- **WHAT YOU NEED TO DO**
Reproduce everything in the records below, from the line containing "Task: where can the wood plank" down through the end of the records, without any changes.
# START OF SOURCE DATA
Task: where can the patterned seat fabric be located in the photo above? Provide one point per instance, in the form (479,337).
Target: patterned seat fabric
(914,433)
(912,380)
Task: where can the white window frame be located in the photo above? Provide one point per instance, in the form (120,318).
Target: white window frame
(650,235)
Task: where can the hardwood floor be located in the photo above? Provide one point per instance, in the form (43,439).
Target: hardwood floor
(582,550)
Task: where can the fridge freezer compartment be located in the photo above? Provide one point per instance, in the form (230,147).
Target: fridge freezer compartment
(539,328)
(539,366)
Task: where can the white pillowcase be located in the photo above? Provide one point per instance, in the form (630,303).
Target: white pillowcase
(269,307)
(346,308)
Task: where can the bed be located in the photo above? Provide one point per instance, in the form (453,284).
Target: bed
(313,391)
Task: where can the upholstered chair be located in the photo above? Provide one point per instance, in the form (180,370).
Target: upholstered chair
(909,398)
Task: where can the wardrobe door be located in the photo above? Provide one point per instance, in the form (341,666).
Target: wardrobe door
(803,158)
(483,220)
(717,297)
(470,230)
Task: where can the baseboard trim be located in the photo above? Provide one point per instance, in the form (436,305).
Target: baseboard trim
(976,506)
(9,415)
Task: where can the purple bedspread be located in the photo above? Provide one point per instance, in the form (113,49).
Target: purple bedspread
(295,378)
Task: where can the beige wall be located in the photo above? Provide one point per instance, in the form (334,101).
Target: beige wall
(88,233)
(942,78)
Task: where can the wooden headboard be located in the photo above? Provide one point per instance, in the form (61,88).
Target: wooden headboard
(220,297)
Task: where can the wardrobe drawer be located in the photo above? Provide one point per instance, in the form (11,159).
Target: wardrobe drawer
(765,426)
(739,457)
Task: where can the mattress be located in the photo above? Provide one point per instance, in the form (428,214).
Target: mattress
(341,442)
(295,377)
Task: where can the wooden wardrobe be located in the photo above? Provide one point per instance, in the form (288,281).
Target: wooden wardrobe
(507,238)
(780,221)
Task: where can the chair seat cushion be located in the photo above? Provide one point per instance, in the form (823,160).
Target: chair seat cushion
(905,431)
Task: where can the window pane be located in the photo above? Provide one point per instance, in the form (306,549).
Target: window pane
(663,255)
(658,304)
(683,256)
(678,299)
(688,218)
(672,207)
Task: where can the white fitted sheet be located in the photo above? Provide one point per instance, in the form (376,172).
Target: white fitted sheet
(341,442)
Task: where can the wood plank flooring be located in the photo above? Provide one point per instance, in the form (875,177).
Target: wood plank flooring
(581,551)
# END OF SOURCE DATA
- **ANSWER TO THE PROBLEM**
Task: where can the wood plank flooring be located in the photo above? Provide one point per instance, in the form (875,177).
Target: wood plank flooring
(581,551)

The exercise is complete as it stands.